(Stored records)
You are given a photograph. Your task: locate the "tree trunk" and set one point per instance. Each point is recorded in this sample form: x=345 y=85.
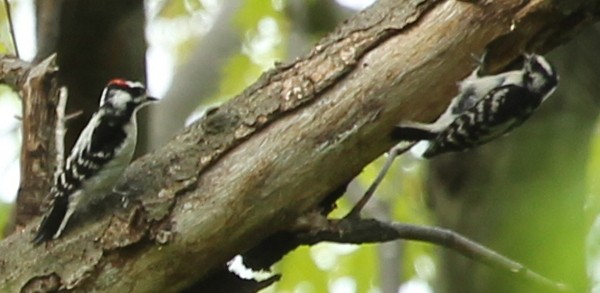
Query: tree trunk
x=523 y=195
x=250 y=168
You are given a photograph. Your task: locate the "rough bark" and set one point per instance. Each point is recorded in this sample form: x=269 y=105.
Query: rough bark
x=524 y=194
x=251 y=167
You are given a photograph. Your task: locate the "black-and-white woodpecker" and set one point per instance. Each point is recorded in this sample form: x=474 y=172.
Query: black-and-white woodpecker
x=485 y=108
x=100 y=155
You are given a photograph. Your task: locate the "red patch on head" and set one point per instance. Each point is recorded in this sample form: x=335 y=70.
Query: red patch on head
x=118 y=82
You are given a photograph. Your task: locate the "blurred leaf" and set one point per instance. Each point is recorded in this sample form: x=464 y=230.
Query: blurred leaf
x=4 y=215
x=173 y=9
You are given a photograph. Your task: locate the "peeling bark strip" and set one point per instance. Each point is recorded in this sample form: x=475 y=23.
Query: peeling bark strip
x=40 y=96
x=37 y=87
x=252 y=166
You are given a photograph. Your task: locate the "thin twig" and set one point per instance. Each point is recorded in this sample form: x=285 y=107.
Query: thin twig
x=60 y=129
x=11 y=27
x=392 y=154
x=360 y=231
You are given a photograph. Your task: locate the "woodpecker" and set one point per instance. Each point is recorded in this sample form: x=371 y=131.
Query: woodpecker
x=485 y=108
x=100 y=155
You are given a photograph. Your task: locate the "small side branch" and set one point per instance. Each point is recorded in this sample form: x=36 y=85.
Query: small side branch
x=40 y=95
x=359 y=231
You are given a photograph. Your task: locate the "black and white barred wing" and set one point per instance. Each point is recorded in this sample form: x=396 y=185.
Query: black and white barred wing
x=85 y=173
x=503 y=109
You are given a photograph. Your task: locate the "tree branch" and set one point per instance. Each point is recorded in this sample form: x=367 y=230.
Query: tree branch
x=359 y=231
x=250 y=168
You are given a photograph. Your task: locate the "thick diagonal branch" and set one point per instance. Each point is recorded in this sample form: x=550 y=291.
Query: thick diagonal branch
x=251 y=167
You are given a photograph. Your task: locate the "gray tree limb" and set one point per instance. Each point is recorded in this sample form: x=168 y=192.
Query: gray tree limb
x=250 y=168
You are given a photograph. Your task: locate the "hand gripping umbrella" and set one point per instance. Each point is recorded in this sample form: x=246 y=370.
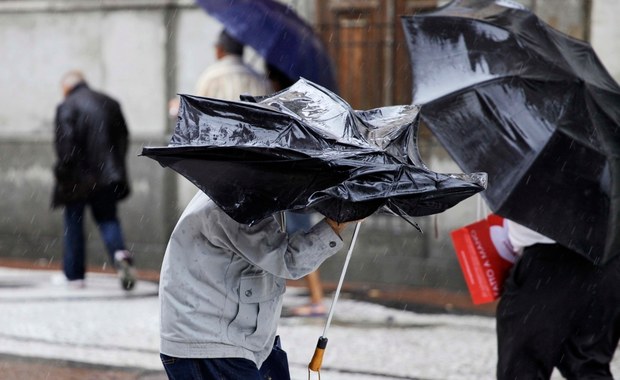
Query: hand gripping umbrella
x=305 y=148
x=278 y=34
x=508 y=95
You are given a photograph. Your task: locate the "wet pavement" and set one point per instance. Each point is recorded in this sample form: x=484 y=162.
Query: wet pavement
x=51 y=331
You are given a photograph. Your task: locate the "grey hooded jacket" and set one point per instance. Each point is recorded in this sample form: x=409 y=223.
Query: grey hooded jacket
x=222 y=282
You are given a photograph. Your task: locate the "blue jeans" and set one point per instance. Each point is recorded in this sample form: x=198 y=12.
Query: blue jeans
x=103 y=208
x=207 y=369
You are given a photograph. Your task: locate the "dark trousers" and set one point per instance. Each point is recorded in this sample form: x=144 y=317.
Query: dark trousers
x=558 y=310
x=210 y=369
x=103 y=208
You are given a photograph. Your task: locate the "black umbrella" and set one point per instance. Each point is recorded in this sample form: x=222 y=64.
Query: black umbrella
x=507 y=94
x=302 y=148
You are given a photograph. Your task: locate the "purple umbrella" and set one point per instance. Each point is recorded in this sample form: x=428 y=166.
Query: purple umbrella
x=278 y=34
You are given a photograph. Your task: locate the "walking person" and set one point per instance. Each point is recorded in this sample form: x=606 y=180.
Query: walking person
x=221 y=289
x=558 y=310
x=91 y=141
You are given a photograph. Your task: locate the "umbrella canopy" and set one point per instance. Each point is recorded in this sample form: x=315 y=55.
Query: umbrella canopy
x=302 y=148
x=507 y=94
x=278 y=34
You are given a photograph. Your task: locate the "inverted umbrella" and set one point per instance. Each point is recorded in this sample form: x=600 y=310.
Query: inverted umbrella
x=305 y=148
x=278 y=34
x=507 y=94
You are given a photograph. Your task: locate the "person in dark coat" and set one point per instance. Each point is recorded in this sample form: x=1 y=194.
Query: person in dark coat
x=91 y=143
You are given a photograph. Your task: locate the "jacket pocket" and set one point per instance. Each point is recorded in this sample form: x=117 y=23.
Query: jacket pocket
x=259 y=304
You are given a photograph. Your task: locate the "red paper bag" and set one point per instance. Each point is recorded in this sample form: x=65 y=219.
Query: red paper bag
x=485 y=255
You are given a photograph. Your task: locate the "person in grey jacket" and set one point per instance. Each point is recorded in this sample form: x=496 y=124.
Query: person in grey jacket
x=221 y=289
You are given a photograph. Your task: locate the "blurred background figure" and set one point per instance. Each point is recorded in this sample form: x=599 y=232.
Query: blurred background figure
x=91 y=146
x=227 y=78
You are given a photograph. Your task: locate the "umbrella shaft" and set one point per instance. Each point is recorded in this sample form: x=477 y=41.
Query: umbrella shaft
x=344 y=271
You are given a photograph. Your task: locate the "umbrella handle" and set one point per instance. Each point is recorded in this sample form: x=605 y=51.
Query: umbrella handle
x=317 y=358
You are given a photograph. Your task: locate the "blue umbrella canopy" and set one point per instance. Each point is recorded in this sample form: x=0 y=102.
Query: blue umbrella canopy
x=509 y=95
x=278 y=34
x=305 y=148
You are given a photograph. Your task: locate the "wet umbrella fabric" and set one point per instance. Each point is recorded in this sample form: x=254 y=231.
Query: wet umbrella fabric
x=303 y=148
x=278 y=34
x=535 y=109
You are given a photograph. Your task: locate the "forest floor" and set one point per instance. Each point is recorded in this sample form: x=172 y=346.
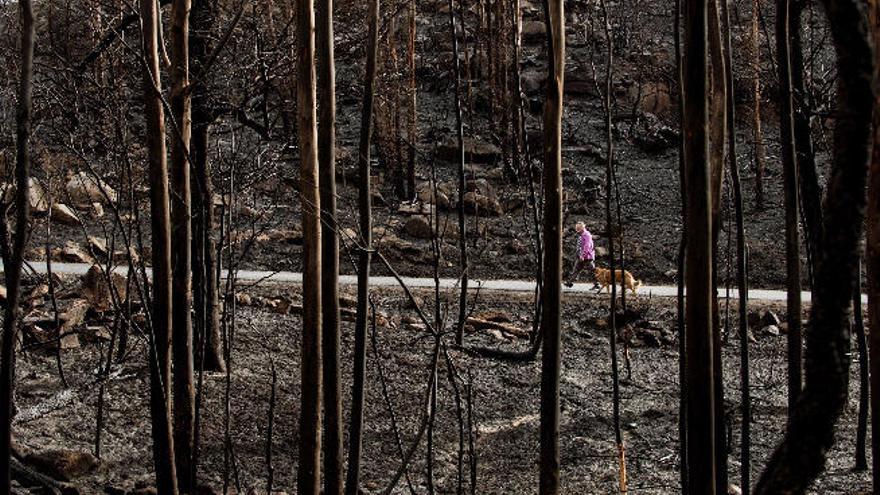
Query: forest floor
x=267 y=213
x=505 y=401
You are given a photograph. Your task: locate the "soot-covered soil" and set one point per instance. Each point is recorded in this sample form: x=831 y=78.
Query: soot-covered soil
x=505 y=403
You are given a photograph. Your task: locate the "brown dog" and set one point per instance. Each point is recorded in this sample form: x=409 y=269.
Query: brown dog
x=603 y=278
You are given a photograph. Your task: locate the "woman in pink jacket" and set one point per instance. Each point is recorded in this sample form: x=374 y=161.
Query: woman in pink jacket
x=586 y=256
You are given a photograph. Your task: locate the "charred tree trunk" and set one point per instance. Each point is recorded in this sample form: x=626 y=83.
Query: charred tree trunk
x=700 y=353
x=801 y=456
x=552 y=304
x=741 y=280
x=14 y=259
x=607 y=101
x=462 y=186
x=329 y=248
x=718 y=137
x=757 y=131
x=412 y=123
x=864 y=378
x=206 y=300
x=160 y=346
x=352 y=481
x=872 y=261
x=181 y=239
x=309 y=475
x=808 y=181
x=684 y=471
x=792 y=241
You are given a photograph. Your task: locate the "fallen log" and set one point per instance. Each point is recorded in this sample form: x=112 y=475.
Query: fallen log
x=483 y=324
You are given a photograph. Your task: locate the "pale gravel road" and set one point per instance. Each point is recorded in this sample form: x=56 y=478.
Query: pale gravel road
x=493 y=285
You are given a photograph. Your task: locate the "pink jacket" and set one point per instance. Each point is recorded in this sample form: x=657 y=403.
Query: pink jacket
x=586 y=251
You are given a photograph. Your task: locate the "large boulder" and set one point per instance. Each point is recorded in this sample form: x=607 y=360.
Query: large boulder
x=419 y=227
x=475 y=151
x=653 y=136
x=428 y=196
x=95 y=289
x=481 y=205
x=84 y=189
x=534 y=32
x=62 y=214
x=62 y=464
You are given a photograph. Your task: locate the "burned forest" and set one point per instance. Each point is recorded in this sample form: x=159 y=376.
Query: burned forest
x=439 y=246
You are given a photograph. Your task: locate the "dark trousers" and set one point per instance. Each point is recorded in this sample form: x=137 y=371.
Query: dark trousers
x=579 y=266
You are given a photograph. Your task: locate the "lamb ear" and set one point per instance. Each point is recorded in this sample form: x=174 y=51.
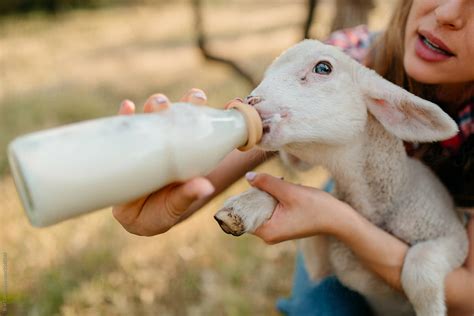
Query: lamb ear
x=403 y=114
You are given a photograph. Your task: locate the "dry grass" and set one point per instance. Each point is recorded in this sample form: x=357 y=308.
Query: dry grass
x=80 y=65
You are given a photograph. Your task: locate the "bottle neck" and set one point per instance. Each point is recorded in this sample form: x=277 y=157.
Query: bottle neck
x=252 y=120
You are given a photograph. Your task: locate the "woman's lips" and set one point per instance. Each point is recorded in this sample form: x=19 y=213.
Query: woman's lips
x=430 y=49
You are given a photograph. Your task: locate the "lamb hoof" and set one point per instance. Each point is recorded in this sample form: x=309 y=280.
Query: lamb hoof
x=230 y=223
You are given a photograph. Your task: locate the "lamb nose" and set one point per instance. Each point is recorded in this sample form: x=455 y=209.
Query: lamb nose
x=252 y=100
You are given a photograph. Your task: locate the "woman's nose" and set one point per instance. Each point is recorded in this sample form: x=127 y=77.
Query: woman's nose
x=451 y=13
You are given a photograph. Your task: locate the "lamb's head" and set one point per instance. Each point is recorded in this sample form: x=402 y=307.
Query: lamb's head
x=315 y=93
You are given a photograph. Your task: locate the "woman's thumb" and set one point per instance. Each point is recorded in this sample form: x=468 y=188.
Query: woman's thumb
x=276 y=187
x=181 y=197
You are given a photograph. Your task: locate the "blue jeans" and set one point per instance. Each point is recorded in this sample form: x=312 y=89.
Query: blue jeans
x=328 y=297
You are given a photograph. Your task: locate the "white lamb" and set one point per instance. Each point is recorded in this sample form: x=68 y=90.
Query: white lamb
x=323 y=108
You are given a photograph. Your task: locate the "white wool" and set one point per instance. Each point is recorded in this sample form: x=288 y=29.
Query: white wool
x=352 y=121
...
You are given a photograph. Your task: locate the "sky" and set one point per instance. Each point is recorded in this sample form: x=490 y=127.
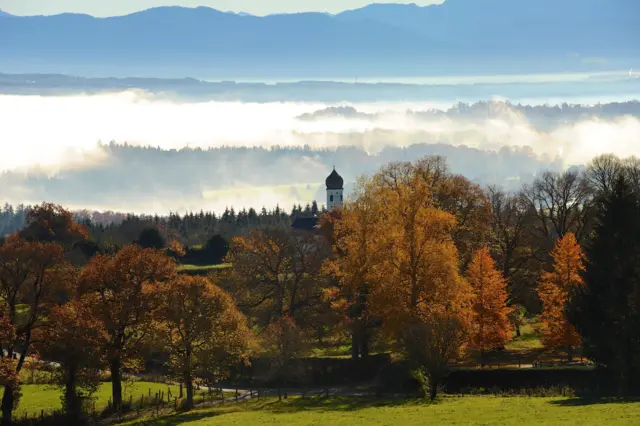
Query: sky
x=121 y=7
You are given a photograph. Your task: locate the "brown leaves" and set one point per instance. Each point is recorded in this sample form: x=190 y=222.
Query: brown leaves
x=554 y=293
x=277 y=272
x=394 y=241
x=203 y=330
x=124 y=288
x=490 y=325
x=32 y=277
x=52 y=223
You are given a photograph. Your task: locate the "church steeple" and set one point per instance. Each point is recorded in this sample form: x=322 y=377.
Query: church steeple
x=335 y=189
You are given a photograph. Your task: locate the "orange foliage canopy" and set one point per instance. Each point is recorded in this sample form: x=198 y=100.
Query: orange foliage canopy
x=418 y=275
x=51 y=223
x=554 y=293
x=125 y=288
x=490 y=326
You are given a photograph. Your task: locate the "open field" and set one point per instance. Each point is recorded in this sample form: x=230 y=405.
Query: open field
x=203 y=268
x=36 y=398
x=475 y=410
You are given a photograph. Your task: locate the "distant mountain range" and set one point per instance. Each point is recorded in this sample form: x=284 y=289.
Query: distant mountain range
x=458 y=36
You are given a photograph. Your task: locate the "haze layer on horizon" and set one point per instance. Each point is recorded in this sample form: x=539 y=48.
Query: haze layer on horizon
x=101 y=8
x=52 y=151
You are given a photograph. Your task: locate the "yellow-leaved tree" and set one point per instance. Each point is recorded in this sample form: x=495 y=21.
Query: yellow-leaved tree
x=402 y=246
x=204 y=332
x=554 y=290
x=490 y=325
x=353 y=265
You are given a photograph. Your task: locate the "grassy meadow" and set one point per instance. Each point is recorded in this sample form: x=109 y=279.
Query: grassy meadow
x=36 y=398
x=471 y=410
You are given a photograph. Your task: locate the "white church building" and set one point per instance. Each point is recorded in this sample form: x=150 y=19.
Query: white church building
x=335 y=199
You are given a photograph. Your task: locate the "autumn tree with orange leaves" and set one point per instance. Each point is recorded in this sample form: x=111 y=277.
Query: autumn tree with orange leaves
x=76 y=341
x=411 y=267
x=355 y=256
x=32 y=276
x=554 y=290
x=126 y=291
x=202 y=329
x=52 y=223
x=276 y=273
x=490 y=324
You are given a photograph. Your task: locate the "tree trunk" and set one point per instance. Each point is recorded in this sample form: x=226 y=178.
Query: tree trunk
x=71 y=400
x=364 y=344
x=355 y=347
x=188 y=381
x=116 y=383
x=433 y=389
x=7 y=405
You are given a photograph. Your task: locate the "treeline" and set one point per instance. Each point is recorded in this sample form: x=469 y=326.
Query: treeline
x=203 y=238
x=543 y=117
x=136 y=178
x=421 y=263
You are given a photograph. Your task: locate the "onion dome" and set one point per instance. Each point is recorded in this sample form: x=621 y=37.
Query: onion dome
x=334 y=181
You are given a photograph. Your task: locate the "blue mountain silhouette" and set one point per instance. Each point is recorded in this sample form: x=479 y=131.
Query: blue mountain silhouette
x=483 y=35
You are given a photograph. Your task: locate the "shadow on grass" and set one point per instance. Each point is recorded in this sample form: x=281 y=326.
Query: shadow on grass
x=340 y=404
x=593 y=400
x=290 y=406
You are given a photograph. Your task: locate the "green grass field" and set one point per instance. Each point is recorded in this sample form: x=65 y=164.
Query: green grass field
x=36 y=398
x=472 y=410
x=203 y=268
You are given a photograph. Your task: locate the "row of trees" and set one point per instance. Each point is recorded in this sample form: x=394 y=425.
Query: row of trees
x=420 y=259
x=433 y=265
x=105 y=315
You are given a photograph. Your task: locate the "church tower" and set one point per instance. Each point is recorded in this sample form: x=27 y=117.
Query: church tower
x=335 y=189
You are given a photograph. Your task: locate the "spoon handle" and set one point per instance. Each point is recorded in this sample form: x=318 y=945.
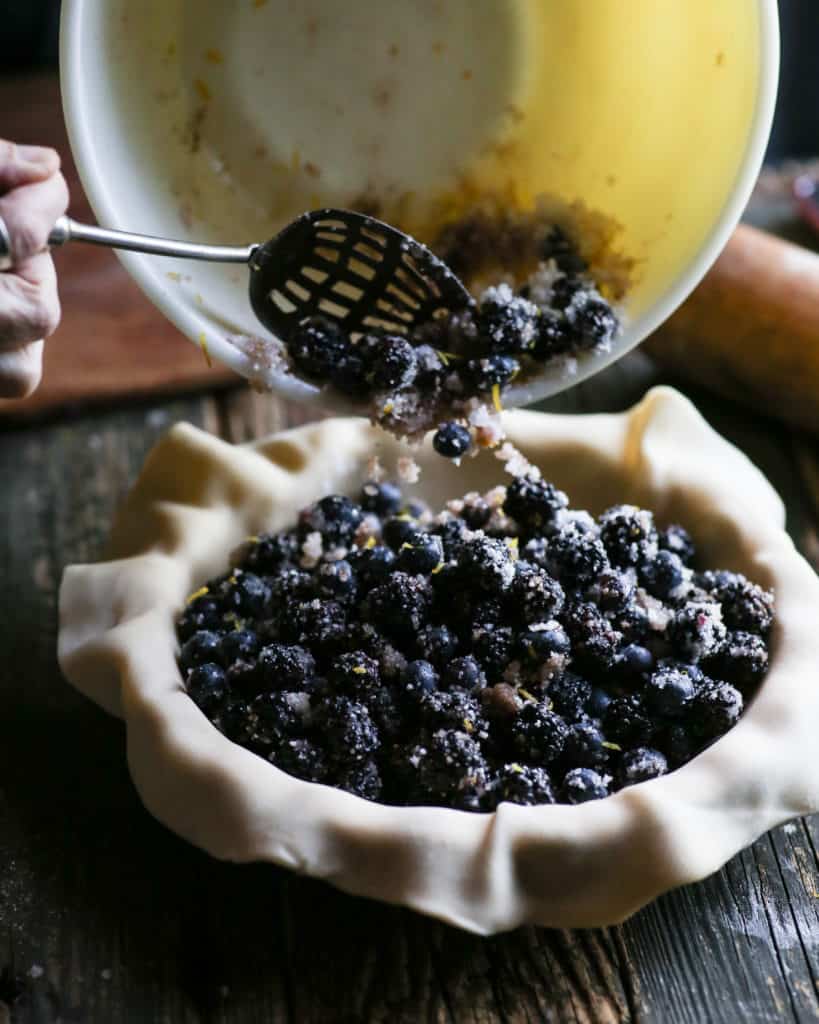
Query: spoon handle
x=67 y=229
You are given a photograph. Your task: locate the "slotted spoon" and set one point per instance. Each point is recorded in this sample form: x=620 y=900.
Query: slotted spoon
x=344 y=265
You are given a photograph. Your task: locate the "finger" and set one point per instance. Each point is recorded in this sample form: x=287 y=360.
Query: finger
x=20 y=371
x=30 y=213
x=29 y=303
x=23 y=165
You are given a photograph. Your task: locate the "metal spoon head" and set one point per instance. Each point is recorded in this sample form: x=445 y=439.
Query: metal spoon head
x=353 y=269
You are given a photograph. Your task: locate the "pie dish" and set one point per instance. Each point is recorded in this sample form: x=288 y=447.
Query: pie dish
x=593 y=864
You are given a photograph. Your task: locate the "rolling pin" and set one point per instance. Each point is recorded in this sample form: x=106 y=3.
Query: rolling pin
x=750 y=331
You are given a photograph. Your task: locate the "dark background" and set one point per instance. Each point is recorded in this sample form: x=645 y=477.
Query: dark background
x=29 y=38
==
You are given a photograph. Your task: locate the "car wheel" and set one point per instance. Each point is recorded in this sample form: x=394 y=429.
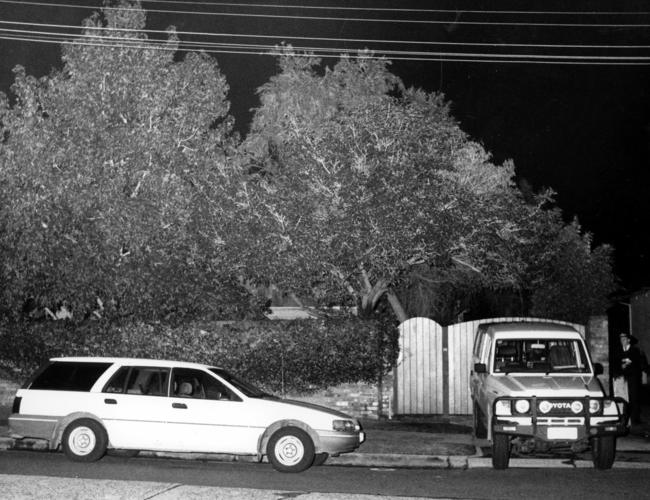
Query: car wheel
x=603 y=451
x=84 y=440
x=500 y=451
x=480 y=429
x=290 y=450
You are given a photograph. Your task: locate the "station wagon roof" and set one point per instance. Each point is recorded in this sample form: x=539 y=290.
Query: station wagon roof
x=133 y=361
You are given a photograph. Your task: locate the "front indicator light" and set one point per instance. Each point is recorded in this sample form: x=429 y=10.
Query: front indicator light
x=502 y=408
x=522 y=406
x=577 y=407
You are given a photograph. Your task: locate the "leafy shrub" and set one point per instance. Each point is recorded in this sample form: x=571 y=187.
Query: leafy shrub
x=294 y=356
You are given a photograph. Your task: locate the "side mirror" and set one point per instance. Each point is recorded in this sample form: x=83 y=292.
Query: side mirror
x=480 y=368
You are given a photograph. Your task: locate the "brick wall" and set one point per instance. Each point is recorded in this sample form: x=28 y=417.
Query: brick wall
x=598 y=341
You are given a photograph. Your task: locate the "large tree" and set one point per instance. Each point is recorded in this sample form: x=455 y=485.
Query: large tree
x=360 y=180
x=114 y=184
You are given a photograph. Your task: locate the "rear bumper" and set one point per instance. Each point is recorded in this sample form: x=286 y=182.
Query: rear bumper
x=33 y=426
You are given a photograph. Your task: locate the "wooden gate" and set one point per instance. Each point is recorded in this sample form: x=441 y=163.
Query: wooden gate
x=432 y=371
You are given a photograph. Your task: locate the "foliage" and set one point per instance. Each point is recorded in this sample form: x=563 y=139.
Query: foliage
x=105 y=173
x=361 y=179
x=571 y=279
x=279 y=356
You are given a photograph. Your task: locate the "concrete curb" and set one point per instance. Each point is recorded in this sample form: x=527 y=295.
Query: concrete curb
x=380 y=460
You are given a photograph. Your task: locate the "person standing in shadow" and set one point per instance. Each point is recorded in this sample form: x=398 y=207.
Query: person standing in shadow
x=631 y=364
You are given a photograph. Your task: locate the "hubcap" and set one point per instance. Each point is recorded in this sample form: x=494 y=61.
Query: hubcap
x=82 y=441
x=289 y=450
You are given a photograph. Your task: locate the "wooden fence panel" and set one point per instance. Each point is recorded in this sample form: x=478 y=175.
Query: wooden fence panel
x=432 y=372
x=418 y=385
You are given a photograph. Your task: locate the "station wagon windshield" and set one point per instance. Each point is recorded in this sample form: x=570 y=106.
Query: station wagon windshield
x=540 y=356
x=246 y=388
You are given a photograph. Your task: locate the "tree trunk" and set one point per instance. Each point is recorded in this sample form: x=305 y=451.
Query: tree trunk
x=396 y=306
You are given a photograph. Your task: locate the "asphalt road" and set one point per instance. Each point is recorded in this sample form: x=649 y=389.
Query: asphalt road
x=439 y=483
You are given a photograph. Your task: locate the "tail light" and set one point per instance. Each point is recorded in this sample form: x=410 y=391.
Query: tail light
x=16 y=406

ACTIVITY: Write down again, exactly as given, only the lines above that fall from the line with "form: x=428 y=166." to the line with "form: x=315 y=55.", inclusive.

REPLY:
You are given a photograph. Your task: locate the "purple umbrella" and set one point per instance. Each point is recorded in this sample form: x=428 y=166.
Query: purple umbrella
x=278 y=34
You are given a photograph. Your task: locate the "walking person" and set one point per instance. Each point is recorded in this sample form: x=606 y=180.
Query: walking person
x=221 y=289
x=558 y=310
x=91 y=141
You are given a photograph. Your task: locate the "umbrella canopy" and set one point per instance. Each point is recorded in this sample form: x=315 y=55.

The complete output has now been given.